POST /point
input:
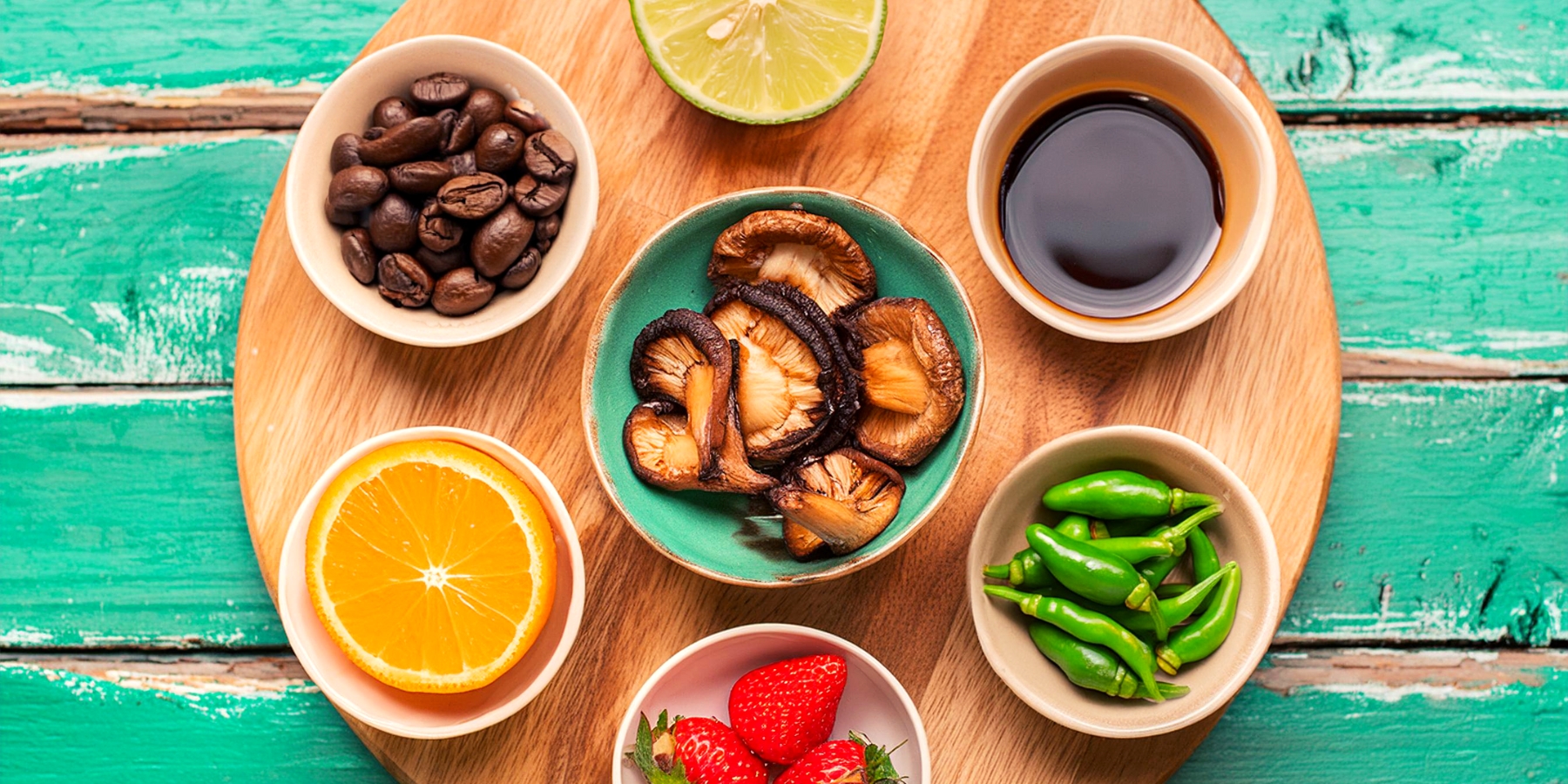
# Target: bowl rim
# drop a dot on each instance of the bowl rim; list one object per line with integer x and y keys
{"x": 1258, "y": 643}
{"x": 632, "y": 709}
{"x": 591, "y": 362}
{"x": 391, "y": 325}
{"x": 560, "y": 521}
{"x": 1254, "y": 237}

· · ·

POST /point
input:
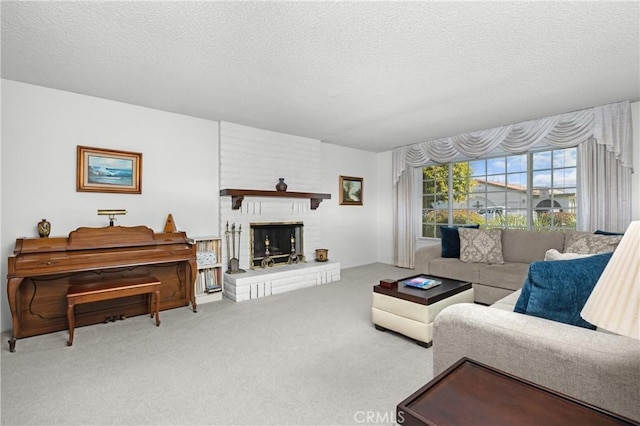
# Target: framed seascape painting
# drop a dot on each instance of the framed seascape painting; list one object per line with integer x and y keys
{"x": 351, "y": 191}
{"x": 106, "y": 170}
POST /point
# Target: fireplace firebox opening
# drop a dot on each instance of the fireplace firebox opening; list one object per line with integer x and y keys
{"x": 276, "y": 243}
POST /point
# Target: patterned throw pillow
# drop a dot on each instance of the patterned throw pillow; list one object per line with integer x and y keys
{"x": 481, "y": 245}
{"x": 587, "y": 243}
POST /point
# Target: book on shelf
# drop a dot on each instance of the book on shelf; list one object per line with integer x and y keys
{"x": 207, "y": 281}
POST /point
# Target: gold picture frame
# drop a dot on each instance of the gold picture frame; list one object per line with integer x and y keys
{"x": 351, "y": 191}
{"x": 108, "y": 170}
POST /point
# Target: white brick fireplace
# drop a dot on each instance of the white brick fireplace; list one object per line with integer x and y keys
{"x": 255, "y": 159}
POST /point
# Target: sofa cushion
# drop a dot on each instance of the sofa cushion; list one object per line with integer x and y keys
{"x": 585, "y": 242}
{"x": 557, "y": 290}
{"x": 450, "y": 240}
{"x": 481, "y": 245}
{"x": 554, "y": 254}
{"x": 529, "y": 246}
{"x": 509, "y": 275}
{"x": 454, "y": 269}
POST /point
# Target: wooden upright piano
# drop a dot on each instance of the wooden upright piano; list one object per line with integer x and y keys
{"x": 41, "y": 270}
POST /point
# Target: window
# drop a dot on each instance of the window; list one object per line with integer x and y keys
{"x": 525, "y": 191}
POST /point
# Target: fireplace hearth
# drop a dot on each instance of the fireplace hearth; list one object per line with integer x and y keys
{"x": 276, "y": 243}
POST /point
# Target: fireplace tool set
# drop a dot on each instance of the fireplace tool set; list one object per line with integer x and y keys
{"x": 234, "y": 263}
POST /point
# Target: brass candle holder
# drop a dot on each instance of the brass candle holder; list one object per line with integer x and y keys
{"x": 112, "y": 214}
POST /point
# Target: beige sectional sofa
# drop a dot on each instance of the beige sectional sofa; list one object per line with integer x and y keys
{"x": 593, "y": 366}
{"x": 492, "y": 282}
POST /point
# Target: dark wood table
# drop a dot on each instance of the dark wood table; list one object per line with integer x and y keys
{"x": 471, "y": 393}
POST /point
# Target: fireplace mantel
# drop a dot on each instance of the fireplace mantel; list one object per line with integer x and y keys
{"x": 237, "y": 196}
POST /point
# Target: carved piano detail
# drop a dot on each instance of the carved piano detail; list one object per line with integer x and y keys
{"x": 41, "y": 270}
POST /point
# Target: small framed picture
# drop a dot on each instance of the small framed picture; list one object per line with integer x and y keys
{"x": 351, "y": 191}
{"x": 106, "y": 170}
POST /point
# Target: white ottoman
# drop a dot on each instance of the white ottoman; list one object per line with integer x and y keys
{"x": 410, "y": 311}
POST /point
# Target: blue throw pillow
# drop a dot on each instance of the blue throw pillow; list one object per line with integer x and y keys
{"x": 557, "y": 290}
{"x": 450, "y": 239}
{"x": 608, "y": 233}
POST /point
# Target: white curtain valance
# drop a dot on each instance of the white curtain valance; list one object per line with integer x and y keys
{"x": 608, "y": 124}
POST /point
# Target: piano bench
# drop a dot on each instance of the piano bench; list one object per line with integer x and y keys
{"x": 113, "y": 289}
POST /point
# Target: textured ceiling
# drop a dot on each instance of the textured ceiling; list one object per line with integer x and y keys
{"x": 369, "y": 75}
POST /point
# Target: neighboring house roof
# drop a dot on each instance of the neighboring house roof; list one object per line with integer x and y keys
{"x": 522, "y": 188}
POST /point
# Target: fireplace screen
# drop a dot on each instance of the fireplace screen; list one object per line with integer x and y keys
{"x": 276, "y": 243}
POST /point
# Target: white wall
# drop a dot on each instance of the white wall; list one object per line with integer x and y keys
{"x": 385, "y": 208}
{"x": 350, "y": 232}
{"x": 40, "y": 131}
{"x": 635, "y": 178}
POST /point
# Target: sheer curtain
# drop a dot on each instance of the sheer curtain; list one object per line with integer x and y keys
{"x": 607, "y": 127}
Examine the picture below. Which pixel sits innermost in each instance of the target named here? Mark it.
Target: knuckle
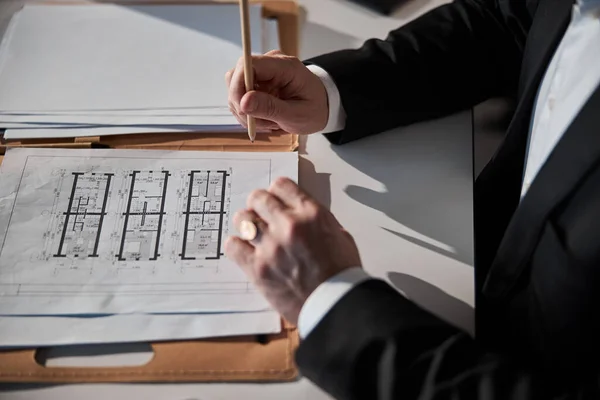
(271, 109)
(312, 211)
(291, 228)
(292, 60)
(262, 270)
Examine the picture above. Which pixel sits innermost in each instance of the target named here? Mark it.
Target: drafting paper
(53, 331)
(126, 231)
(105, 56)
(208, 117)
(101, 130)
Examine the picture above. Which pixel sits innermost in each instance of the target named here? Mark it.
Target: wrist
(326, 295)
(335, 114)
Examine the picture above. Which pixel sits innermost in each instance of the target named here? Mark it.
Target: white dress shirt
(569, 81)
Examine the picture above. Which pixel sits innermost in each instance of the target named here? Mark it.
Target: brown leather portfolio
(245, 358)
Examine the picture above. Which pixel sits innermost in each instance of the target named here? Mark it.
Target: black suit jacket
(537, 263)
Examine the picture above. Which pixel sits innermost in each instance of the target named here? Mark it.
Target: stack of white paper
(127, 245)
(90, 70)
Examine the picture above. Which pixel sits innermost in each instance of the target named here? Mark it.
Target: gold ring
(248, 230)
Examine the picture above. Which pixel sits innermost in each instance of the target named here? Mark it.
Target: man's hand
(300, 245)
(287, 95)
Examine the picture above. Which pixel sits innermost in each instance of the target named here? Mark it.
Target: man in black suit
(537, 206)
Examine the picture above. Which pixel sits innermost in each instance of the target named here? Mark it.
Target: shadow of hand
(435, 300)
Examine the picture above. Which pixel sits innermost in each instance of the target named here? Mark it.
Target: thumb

· · ·

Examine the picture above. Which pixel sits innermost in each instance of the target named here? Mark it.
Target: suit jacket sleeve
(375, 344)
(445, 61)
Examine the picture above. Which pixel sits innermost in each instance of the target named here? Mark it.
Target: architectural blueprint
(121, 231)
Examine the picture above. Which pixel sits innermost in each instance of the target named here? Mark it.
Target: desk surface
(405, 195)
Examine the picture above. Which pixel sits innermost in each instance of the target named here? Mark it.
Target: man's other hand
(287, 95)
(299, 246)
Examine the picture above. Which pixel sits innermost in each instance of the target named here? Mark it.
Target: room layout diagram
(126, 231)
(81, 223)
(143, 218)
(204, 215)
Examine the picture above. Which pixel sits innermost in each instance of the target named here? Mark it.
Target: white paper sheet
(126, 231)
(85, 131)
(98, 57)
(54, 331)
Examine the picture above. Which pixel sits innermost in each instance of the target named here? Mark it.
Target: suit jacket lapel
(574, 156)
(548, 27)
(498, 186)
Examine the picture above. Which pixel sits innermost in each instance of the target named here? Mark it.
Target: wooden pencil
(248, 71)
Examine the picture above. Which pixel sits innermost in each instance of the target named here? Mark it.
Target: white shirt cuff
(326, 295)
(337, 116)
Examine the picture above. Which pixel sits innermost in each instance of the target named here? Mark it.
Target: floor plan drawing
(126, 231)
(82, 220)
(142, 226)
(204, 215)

· · ·

**Your task**
Return each line of the items above that contains the word "candle", matching case exactly.

**Output for this task**
# Target: brass candle holder
# drop a dot on each instance of the brass candle holder; list one object per line with integer x and y keys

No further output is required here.